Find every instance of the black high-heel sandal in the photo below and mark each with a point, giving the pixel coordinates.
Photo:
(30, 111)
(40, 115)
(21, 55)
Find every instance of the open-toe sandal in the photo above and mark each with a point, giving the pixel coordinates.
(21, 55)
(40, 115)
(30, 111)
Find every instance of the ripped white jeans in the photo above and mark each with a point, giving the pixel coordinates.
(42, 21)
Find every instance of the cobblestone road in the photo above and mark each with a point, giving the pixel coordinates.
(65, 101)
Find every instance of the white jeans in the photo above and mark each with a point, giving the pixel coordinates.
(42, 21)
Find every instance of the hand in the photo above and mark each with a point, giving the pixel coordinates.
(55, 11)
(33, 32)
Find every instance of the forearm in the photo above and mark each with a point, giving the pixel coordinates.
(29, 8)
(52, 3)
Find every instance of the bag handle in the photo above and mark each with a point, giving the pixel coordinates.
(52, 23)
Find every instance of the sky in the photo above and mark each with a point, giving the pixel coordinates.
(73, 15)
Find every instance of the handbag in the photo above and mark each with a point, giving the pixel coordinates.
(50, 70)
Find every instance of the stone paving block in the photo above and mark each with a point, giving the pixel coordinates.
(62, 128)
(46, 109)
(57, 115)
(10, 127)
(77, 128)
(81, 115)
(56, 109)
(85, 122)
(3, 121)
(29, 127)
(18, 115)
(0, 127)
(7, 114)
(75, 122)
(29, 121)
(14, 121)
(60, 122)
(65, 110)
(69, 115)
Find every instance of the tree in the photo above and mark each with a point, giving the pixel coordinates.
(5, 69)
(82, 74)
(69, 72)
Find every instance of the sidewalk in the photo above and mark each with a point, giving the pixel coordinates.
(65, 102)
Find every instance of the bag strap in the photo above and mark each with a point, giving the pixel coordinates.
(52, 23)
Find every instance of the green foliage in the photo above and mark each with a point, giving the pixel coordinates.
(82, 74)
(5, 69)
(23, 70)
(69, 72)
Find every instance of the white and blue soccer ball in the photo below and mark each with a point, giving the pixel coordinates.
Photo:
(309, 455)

****************************************

*Required work*:
Each line from the one containing "Find every instance of the handbag" to the final line of the entries above must be returned exactly, and no other line may appear.

*Written solution*:
Find every instance of the handbag in the photo above and mark each with a point, giving the pixel coordinates.
(50, 70)
Find every instance of the stone paving block in the photo above and mark each with a point, giving the pixel coordinates.
(62, 128)
(46, 109)
(57, 115)
(10, 127)
(77, 128)
(81, 115)
(56, 109)
(85, 122)
(3, 121)
(29, 127)
(18, 115)
(0, 127)
(7, 114)
(75, 122)
(29, 121)
(14, 121)
(60, 122)
(65, 110)
(69, 115)
Find every instance of the tree in the photo above and mark each with a point, giving the pixel coordinates.
(5, 69)
(82, 74)
(69, 72)
Find every instance of the sidewalk in the photo above and mark each with a point, giving the pixel coordinates.
(65, 102)
Find every instance of the bag strap in the photo above and mark each with a point, giving the pixel coordinates.
(52, 23)
Find every instance of the green foliage in the photo above and mark each with a point, giving the pixel coordinates.
(82, 74)
(5, 69)
(23, 70)
(69, 72)
Find every instance of the white and blue soccer ball in the photo below and mark each with a point, giving the pixel coordinates.
Photo:
(309, 455)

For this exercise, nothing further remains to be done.